** EXERCISE AIM **
Every line from the one with "find pickup truck" through the end of the entries below must be retyped exactly, and only those lines. The pictures are not part of the copy.

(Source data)
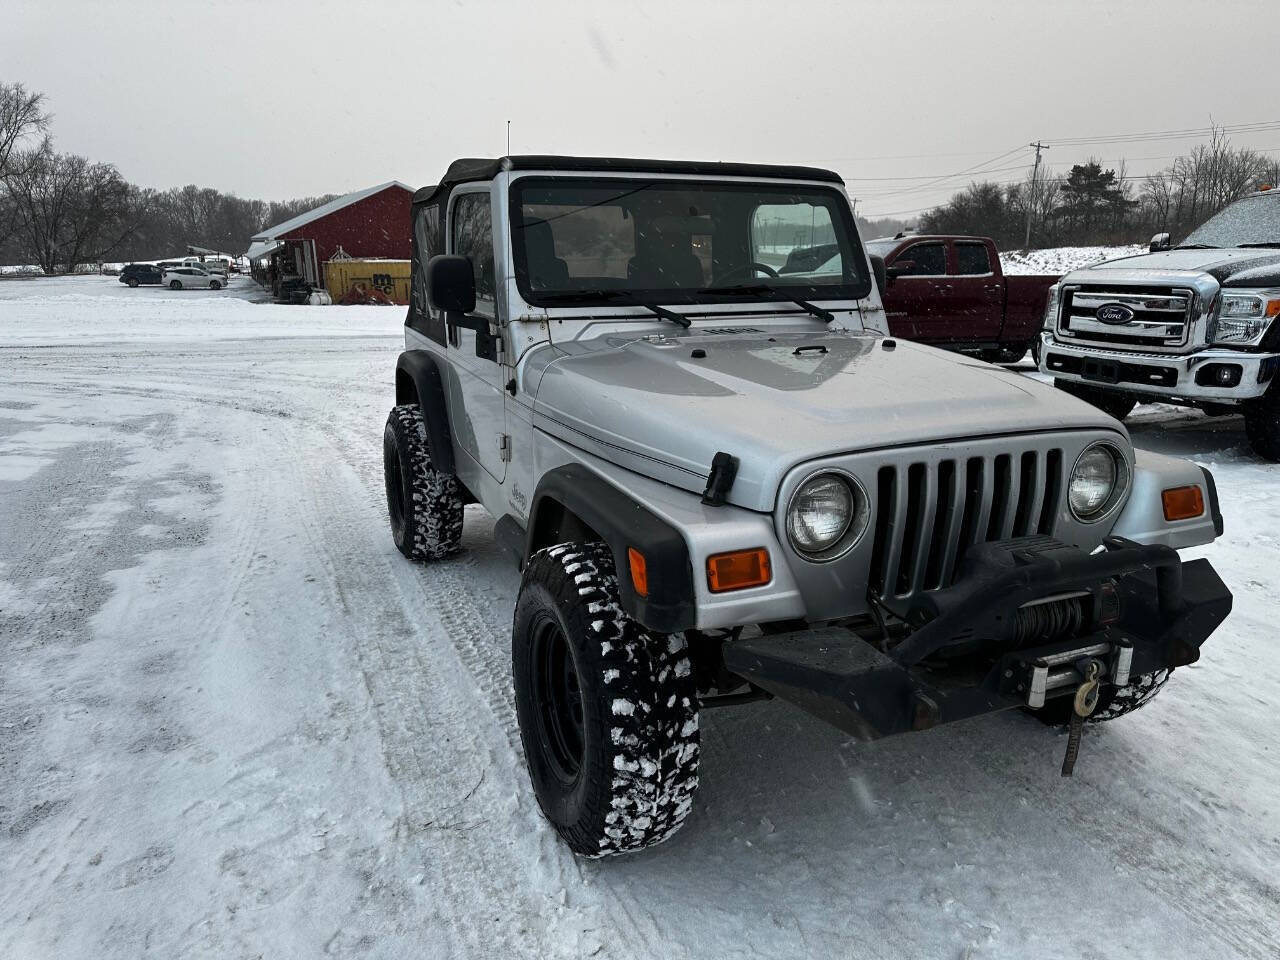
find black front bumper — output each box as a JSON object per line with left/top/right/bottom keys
{"left": 722, "top": 536, "right": 1232, "bottom": 741}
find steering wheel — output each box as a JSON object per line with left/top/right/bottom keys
{"left": 709, "top": 261, "right": 779, "bottom": 287}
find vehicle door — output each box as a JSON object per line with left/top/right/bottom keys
{"left": 446, "top": 186, "right": 508, "bottom": 487}
{"left": 944, "top": 239, "right": 1004, "bottom": 341}
{"left": 884, "top": 240, "right": 948, "bottom": 340}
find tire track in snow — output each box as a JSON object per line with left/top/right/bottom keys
{"left": 275, "top": 416, "right": 614, "bottom": 958}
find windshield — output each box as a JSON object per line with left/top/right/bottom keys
{"left": 510, "top": 177, "right": 871, "bottom": 307}
{"left": 863, "top": 238, "right": 900, "bottom": 258}
{"left": 1183, "top": 194, "right": 1280, "bottom": 248}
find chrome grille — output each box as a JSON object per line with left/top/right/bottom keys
{"left": 1056, "top": 285, "right": 1195, "bottom": 352}
{"left": 869, "top": 447, "right": 1064, "bottom": 603}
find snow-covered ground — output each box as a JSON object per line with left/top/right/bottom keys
{"left": 2, "top": 276, "right": 1277, "bottom": 960}
{"left": 1000, "top": 244, "right": 1147, "bottom": 275}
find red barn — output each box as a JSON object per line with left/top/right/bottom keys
{"left": 246, "top": 180, "right": 413, "bottom": 299}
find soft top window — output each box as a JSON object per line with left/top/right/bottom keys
{"left": 510, "top": 177, "right": 870, "bottom": 308}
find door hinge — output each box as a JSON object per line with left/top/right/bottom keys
{"left": 498, "top": 433, "right": 512, "bottom": 462}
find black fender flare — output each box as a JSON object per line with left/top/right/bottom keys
{"left": 395, "top": 350, "right": 456, "bottom": 475}
{"left": 527, "top": 464, "right": 696, "bottom": 634}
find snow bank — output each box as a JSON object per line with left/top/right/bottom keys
{"left": 1000, "top": 244, "right": 1146, "bottom": 275}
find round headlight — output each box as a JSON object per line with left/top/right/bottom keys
{"left": 786, "top": 473, "right": 868, "bottom": 560}
{"left": 1069, "top": 443, "right": 1128, "bottom": 521}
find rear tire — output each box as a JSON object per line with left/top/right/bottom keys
{"left": 513, "top": 542, "right": 700, "bottom": 857}
{"left": 1034, "top": 669, "right": 1172, "bottom": 726}
{"left": 1243, "top": 388, "right": 1280, "bottom": 462}
{"left": 1054, "top": 378, "right": 1137, "bottom": 421}
{"left": 383, "top": 404, "right": 462, "bottom": 560}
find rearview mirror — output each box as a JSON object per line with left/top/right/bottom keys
{"left": 869, "top": 254, "right": 887, "bottom": 292}
{"left": 1149, "top": 232, "right": 1171, "bottom": 253}
{"left": 426, "top": 254, "right": 476, "bottom": 314}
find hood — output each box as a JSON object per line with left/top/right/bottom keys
{"left": 1077, "top": 247, "right": 1280, "bottom": 287}
{"left": 531, "top": 330, "right": 1120, "bottom": 512}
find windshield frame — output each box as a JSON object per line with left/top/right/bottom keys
{"left": 1183, "top": 193, "right": 1280, "bottom": 248}
{"left": 508, "top": 174, "right": 872, "bottom": 309}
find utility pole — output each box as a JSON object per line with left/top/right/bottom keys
{"left": 1024, "top": 141, "right": 1049, "bottom": 251}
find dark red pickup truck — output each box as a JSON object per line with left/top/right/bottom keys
{"left": 865, "top": 234, "right": 1058, "bottom": 363}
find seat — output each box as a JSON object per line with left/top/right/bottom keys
{"left": 520, "top": 219, "right": 570, "bottom": 290}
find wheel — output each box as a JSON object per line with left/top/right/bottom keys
{"left": 512, "top": 542, "right": 700, "bottom": 857}
{"left": 1031, "top": 337, "right": 1043, "bottom": 367}
{"left": 210, "top": 280, "right": 222, "bottom": 290}
{"left": 1244, "top": 387, "right": 1280, "bottom": 462}
{"left": 1054, "top": 379, "right": 1137, "bottom": 421}
{"left": 1033, "top": 670, "right": 1172, "bottom": 726}
{"left": 382, "top": 404, "right": 462, "bottom": 560}
{"left": 126, "top": 278, "right": 139, "bottom": 288}
{"left": 169, "top": 280, "right": 182, "bottom": 290}
{"left": 996, "top": 343, "right": 1029, "bottom": 364}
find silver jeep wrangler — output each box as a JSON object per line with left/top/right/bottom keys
{"left": 383, "top": 155, "right": 1232, "bottom": 857}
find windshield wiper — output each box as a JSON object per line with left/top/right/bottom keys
{"left": 1238, "top": 241, "right": 1280, "bottom": 249}
{"left": 559, "top": 288, "right": 691, "bottom": 327}
{"left": 698, "top": 283, "right": 835, "bottom": 323}
{"left": 1172, "top": 243, "right": 1218, "bottom": 250}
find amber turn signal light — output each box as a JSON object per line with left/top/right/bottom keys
{"left": 1162, "top": 485, "right": 1205, "bottom": 521}
{"left": 627, "top": 547, "right": 649, "bottom": 598}
{"left": 706, "top": 548, "right": 771, "bottom": 593}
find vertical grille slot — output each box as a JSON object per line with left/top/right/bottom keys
{"left": 923, "top": 459, "right": 957, "bottom": 591}
{"left": 894, "top": 464, "right": 927, "bottom": 595}
{"left": 986, "top": 454, "right": 1012, "bottom": 541}
{"left": 869, "top": 466, "right": 896, "bottom": 597}
{"left": 1038, "top": 448, "right": 1063, "bottom": 534}
{"left": 1012, "top": 451, "right": 1038, "bottom": 536}
{"left": 957, "top": 457, "right": 985, "bottom": 558}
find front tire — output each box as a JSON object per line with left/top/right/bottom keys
{"left": 126, "top": 278, "right": 139, "bottom": 288}
{"left": 169, "top": 280, "right": 182, "bottom": 290}
{"left": 382, "top": 404, "right": 463, "bottom": 560}
{"left": 210, "top": 280, "right": 222, "bottom": 290}
{"left": 1054, "top": 379, "right": 1137, "bottom": 421}
{"left": 513, "top": 542, "right": 700, "bottom": 857}
{"left": 1244, "top": 388, "right": 1280, "bottom": 462}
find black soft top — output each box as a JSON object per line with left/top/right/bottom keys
{"left": 411, "top": 155, "right": 843, "bottom": 205}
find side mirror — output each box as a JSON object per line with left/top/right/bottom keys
{"left": 885, "top": 261, "right": 914, "bottom": 283}
{"left": 1149, "top": 232, "right": 1171, "bottom": 253}
{"left": 870, "top": 254, "right": 887, "bottom": 293}
{"left": 426, "top": 254, "right": 476, "bottom": 314}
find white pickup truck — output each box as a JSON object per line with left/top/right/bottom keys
{"left": 1040, "top": 187, "right": 1280, "bottom": 458}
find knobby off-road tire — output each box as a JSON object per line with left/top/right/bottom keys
{"left": 1243, "top": 388, "right": 1280, "bottom": 462}
{"left": 1054, "top": 378, "right": 1138, "bottom": 422}
{"left": 512, "top": 542, "right": 700, "bottom": 857}
{"left": 382, "top": 404, "right": 463, "bottom": 561}
{"left": 1035, "top": 669, "right": 1172, "bottom": 726}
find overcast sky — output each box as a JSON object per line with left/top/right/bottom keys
{"left": 5, "top": 0, "right": 1278, "bottom": 219}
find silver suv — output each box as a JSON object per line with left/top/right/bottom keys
{"left": 383, "top": 156, "right": 1232, "bottom": 857}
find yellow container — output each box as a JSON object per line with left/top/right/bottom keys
{"left": 325, "top": 258, "right": 412, "bottom": 305}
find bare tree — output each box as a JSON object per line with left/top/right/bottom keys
{"left": 7, "top": 151, "right": 143, "bottom": 273}
{"left": 0, "top": 81, "right": 50, "bottom": 180}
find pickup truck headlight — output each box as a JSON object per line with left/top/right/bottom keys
{"left": 1211, "top": 291, "right": 1280, "bottom": 346}
{"left": 1043, "top": 285, "right": 1061, "bottom": 329}
{"left": 786, "top": 472, "right": 869, "bottom": 561}
{"left": 1068, "top": 442, "right": 1130, "bottom": 522}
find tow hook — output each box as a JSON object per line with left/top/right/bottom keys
{"left": 1061, "top": 657, "right": 1103, "bottom": 777}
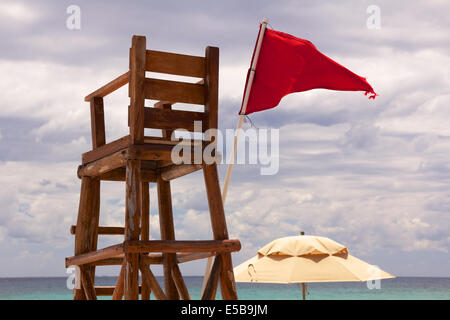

** EXERCISE RESPONSE **
find pickup truck headlight — output each box as a JSON object per line with left/top/right/bottom keys
{"left": 1211, "top": 291, "right": 1280, "bottom": 346}
{"left": 1043, "top": 285, "right": 1061, "bottom": 329}
{"left": 786, "top": 472, "right": 869, "bottom": 561}
{"left": 1068, "top": 442, "right": 1130, "bottom": 522}
find tow hook — output each box as a JSON object per line with left/top/right/bottom keys
{"left": 1061, "top": 657, "right": 1103, "bottom": 777}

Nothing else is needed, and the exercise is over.